-- Task to complete --
Examine each line in the records below for the word "throw". Report how many lines contain it, and nothing else.
################
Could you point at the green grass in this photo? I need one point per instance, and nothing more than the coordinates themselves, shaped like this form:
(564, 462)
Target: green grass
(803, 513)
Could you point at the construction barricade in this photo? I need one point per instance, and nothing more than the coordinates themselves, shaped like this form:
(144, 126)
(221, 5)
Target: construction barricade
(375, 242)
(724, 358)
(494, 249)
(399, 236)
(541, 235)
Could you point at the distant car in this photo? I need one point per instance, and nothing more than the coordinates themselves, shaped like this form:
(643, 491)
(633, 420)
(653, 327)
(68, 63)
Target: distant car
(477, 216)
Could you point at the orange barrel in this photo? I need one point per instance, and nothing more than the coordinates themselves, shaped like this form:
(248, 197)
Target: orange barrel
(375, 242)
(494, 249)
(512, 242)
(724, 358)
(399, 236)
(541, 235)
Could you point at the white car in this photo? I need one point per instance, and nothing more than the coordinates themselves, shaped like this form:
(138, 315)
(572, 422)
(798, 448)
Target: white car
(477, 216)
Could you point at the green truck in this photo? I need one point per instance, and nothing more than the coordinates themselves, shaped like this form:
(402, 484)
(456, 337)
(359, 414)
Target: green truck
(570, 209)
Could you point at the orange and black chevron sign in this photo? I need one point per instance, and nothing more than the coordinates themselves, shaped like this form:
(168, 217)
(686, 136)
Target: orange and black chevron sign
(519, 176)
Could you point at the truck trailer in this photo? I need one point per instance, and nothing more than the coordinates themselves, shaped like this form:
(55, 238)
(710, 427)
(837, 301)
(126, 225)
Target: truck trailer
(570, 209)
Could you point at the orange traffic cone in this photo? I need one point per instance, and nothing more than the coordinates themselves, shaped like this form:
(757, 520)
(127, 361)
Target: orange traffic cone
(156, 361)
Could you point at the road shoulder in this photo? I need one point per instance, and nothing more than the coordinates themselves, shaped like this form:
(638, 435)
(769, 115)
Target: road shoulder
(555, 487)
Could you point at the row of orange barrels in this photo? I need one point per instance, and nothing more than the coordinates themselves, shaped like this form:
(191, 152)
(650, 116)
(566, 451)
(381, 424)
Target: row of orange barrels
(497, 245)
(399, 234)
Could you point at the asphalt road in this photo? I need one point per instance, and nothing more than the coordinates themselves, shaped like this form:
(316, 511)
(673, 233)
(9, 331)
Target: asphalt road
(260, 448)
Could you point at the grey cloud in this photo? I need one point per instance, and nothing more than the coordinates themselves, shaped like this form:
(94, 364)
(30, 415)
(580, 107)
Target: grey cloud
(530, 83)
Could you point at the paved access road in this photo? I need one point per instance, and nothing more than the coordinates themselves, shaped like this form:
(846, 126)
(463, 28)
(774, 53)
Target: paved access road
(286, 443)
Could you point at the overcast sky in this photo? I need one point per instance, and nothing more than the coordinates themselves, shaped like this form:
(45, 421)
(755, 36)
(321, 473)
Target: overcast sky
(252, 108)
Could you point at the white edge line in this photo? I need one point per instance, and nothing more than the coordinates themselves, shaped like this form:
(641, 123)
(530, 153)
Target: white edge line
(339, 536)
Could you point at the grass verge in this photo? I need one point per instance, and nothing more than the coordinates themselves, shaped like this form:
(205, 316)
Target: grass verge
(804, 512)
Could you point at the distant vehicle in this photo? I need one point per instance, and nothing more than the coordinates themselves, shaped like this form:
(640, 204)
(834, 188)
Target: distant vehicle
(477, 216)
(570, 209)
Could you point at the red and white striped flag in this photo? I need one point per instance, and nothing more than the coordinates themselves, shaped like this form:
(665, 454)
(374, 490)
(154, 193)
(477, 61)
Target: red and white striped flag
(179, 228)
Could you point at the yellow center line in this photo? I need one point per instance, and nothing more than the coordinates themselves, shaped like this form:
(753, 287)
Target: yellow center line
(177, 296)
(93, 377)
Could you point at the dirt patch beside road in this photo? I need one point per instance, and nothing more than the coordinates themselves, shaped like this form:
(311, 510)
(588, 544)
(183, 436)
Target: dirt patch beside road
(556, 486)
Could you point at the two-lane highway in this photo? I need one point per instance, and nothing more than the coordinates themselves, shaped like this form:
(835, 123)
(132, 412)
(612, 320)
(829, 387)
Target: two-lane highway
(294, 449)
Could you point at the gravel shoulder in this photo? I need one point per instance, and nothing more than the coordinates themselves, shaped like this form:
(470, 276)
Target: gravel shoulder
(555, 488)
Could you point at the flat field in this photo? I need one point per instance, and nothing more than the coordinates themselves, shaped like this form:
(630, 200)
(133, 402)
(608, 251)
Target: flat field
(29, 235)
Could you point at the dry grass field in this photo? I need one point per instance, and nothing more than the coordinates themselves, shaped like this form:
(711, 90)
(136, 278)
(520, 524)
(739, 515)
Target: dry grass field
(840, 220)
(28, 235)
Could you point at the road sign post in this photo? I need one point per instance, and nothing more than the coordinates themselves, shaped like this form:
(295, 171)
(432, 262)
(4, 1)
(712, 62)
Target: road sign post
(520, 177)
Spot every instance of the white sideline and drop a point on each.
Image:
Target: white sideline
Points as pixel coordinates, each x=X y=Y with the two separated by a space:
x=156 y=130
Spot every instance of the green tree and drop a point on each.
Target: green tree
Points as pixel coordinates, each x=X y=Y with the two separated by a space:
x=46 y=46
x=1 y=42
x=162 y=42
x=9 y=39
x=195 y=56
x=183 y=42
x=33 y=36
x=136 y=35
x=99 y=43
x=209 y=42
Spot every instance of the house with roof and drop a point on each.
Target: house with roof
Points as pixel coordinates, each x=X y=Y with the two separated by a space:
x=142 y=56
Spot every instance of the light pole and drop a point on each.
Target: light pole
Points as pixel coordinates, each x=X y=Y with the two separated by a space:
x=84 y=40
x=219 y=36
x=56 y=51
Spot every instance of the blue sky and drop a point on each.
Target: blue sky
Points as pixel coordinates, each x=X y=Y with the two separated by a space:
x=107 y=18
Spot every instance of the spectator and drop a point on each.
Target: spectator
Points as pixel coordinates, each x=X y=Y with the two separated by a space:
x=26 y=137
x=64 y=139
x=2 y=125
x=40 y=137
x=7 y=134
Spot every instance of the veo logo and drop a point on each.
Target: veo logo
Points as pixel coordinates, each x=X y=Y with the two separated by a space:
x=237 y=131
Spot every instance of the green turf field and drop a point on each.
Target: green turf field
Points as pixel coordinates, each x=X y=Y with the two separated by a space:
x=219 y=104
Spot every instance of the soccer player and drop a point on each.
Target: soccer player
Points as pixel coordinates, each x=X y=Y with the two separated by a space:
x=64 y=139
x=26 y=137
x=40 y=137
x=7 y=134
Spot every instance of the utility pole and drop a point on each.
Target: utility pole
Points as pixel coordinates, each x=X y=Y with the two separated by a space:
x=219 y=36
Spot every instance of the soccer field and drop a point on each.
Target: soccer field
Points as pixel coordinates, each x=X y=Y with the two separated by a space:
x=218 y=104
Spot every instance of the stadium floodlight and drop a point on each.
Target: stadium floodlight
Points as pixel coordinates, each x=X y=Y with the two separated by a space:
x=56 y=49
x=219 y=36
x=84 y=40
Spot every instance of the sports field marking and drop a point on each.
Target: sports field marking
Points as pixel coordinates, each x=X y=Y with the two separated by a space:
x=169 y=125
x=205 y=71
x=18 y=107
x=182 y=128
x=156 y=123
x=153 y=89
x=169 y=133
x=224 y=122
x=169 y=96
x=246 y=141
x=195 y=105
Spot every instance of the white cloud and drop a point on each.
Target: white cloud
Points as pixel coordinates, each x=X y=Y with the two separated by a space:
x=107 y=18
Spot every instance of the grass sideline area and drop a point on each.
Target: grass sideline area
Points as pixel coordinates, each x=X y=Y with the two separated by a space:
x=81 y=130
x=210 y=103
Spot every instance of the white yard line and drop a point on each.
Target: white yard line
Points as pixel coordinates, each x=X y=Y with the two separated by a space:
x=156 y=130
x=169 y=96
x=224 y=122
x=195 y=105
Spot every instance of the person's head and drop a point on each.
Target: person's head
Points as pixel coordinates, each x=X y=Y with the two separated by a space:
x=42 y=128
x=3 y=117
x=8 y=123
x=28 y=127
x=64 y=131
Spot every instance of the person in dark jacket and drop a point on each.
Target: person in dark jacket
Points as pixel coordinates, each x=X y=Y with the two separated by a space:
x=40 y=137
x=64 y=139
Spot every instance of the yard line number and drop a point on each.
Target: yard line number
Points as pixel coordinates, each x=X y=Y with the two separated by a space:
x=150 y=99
################
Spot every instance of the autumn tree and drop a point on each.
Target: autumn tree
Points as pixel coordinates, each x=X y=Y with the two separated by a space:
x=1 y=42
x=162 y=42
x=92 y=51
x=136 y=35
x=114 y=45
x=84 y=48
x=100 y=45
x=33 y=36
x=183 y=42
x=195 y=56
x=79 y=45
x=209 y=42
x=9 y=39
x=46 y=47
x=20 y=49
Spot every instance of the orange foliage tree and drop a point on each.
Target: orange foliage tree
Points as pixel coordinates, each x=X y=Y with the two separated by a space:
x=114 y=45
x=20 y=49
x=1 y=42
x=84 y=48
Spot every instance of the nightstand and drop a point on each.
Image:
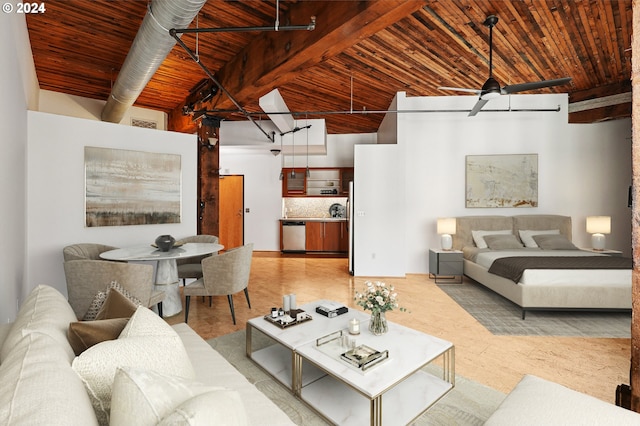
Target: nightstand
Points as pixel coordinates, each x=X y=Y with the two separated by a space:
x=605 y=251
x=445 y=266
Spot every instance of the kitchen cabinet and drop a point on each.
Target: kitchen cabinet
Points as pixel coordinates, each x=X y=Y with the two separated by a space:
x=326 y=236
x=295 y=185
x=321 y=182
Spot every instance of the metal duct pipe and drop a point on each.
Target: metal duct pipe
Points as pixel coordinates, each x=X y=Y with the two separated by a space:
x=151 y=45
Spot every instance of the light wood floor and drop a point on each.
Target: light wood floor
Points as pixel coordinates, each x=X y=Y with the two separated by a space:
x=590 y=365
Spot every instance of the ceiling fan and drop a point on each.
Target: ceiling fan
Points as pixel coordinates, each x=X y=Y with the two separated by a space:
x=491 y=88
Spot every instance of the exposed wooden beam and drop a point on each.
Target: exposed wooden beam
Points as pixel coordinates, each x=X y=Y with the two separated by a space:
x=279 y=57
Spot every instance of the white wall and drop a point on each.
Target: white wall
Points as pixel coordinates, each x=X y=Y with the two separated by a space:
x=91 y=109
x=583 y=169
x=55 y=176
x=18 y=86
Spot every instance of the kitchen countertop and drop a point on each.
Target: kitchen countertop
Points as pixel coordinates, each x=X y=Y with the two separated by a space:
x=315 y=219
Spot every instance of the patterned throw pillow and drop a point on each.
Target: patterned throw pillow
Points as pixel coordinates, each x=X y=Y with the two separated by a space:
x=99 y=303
################
-- Answer section --
2